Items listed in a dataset
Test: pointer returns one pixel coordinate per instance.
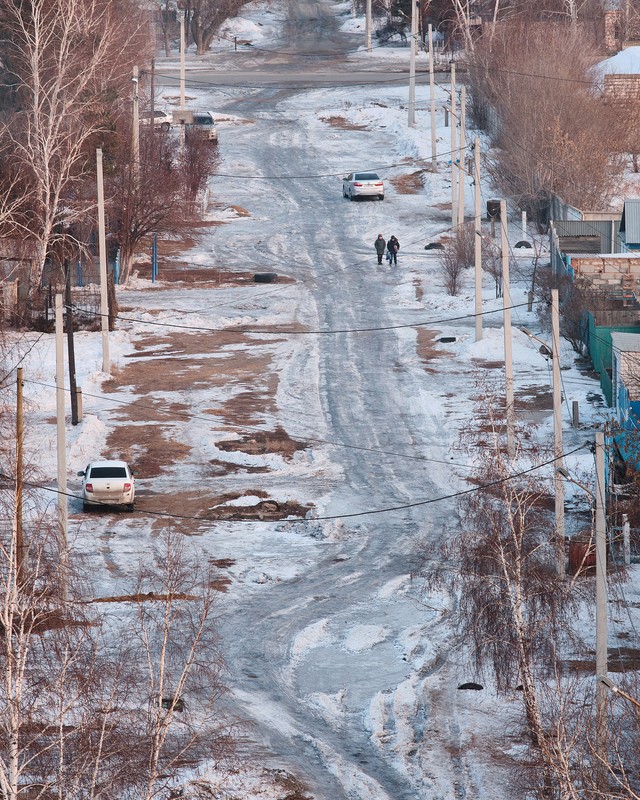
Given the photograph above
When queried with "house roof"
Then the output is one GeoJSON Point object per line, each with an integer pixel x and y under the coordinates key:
{"type": "Point", "coordinates": [630, 222]}
{"type": "Point", "coordinates": [626, 342]}
{"type": "Point", "coordinates": [626, 62]}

Problem details. Copy every line of the records above word for word, leaving the pictures out of your answer.

Answer below.
Test: pointer returns one pixel coordinate per instance.
Given the photograph above
When queried with "house roof"
Then the output is one GeoJSON Point object per line, each with an integer pixel x and y under the coordinates key:
{"type": "Point", "coordinates": [630, 222]}
{"type": "Point", "coordinates": [626, 342]}
{"type": "Point", "coordinates": [626, 62]}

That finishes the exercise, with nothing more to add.